→ **Objective**:
Arrange every line of the rows below as a numbered list, omitting blank lines and leaving the pictures out.

→ **Given records**:
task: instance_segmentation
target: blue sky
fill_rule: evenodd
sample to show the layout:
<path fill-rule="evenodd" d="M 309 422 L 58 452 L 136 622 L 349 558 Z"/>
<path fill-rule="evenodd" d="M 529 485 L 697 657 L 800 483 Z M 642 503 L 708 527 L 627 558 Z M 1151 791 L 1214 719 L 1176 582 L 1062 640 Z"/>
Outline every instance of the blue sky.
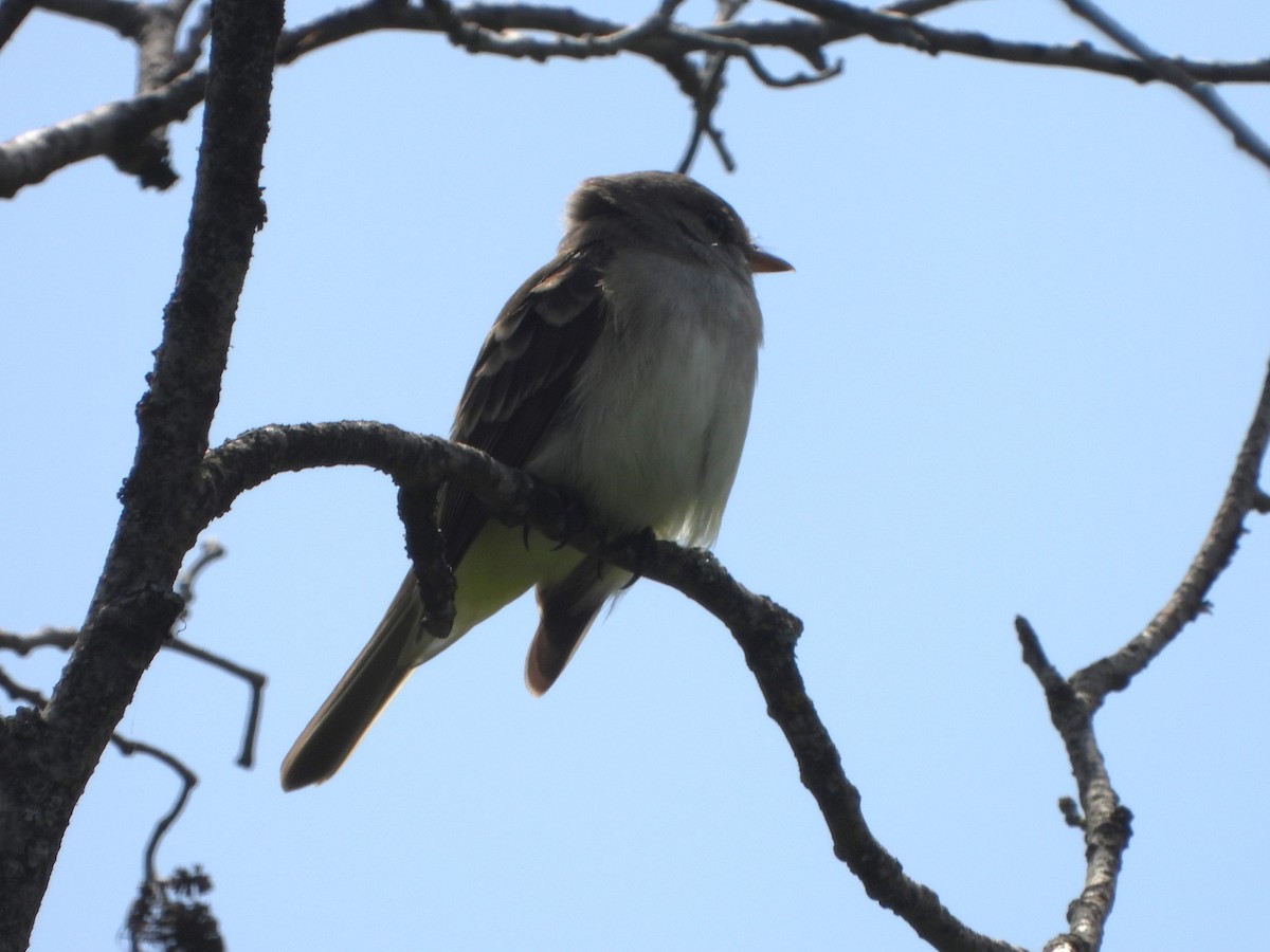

→ **Result below**:
1. task: instance_segmentation
2. target: blue sky
3. fill_rule: evenodd
4. sample to show the layout:
5. <path fill-rule="evenodd" d="M 309 422 L 58 452 L 136 622 L 349 558 Z"/>
6. <path fill-rule="evenodd" d="M 529 485 L 697 657 L 800 483 Z M 642 503 L 708 527 L 627 558 Z M 1151 791 L 1214 719 L 1176 582 L 1062 640 Z"/>
7. Outline every instance of the blue sky.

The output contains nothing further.